TASK STATEMENT - Copy the stretch of rows below from the line containing "back cushion and return the coordinates." through the end of the rows. Switch every "SHOULD" to "MUST" and leave everything else unchanged.

AVAILABLE RECORDS -
▶

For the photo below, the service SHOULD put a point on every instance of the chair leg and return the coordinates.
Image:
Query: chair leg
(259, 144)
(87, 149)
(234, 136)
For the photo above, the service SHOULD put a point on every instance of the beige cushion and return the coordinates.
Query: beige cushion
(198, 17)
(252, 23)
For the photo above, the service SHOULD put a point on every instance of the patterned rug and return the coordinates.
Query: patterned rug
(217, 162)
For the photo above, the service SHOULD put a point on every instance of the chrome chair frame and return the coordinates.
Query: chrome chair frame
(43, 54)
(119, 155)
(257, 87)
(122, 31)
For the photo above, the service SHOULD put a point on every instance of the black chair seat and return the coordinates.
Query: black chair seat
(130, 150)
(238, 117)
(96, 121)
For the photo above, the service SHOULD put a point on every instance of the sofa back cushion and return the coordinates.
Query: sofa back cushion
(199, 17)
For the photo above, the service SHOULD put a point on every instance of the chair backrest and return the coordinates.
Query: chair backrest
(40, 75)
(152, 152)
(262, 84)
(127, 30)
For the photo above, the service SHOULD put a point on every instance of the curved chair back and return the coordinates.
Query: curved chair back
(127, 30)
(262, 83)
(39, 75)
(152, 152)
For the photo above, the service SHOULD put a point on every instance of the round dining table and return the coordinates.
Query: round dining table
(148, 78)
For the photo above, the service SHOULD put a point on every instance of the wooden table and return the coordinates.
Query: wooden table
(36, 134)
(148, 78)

◀

RESULT OF THE EXERCISE -
For the photo above, the service MUST put a point on every instance of the sofa back cushion and return the coordinates.
Query: sofa back cushion
(199, 17)
For the photo above, the service MUST put a point on every instance of the chair backrest and return the coordinates.
Query: chair backrest
(40, 75)
(152, 152)
(262, 84)
(127, 30)
For the photo above, the service MUST put a point on every instance of the curved chair back and return the coordinates.
Query: curved chair back
(127, 30)
(262, 83)
(39, 75)
(152, 152)
For the photo above, the service MUST put a point on every instance of the round dining table and return the coordinates.
Query: round dining table
(148, 78)
For the photo above, the service MUST put a point on every instance of the wooden table and return the coordinates.
Query: wooden table
(36, 134)
(148, 78)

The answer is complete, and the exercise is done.